## TEXTO BASE
- - -
Por el momento Nietzsche no la encuentra. Y han de pasar muchos meses, dieciocho exactamente («número que podría sugerir, al menos entre budistas, la idea de que, en el fondo, yo soy un elefante hembra»), desde la génesis afectiva en Recoaro, pasando por esta génesis conceptual en Sils-Maria, hasta que, en enero de 1883, tenga Nietzsche en Rapallo la visión del tipo de Zaratustra, esto es, lo que hemos llamado génesis figurativa de la obra. Entonces estarán listos los tres elementos, y la primera parte brotará eruptivamente «en diez días».
El tiempo que transcurre entre la revelación de Sils-Maria y la aparición de Rapallo está lleno de elementos convulsivos en la vida de Nietzsche. Acabada la temporada estival en Sils-Maria Nietzsche vuelve a Génova donde pasa todo el invierno; en abril de 1882 embarca para Mesina, y poco más tarde va a Roma, donde conoce a Lou von Salomé, la mujer cuya mano solicitará por dos veces inútilmente, pues ambas es rechazado. Con ella parte luego hacia el norte; Nietzsche pasa el mes de junio en Naumburgo, junto a su familia, y trabaja en La gaya ciencia. El mes de julio reside en Tautenburgo, esperando la llegada de Lou von Salomé, que le ha prometido vivir una temporada a su lado. La gaya ciencia está terminada y es enviada a la imprenta; en una de sus últimas páginas aparece ya la figura de Zaratustra, en un párrafo que luego pasará íntegramente a Así habló Zaratustra. A primeros de agosto Lou von Salomé llega a Tautenburgo. No es éste el momento de relatar aquella extraña aventura, que lleva a Nietzsche al borde de la tragicomedia.
- - -
## OBJETIVO A
Responde a partir del texto base:
(i) ¿En qué mes y año tiene Nietzsche en Rapallo la visión del tipo de Zaratustra?
(ii) ¿En qué ciudad conoce Nietzsche a Lou von Salomé?
(iii) ¿Dónde reside Nietzsche durante el mes de julio?

[Filas de un conjunto de datos de etiquetado de recuadros]
- - -
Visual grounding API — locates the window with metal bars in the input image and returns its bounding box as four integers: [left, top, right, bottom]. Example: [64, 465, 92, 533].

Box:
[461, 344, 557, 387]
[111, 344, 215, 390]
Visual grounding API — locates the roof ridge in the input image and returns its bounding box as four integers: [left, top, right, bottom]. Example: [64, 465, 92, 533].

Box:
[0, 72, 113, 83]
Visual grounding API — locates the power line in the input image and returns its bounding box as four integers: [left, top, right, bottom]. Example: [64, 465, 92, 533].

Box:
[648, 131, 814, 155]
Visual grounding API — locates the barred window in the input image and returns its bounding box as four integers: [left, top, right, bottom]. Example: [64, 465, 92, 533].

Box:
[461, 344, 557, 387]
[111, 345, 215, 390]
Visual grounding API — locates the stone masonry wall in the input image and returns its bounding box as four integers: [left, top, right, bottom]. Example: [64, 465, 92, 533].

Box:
- - -
## OBJETIVO B
Cambia "roof ridge" por "ridge line" en los registros, desde la línea que contiene "Visual grounding API — locates the roof" hasta la línea que contiene "[0, 72, 113, 83]", ambas incluidas. Reproduce solo ese tramo con todo lo demás intacto.

## RESPUESTA COMPLETA A
(i) En enero de 1883.
(ii) En Roma.
(iii) En Tautenburgo.

## RESPUESTA COMPLETA B
Visual grounding API — locates the ridge line in the input image and returns its bounding box as four integers: [left, top, right, bottom]. Example: [64, 465, 92, 533].

Box:
[0, 72, 113, 83]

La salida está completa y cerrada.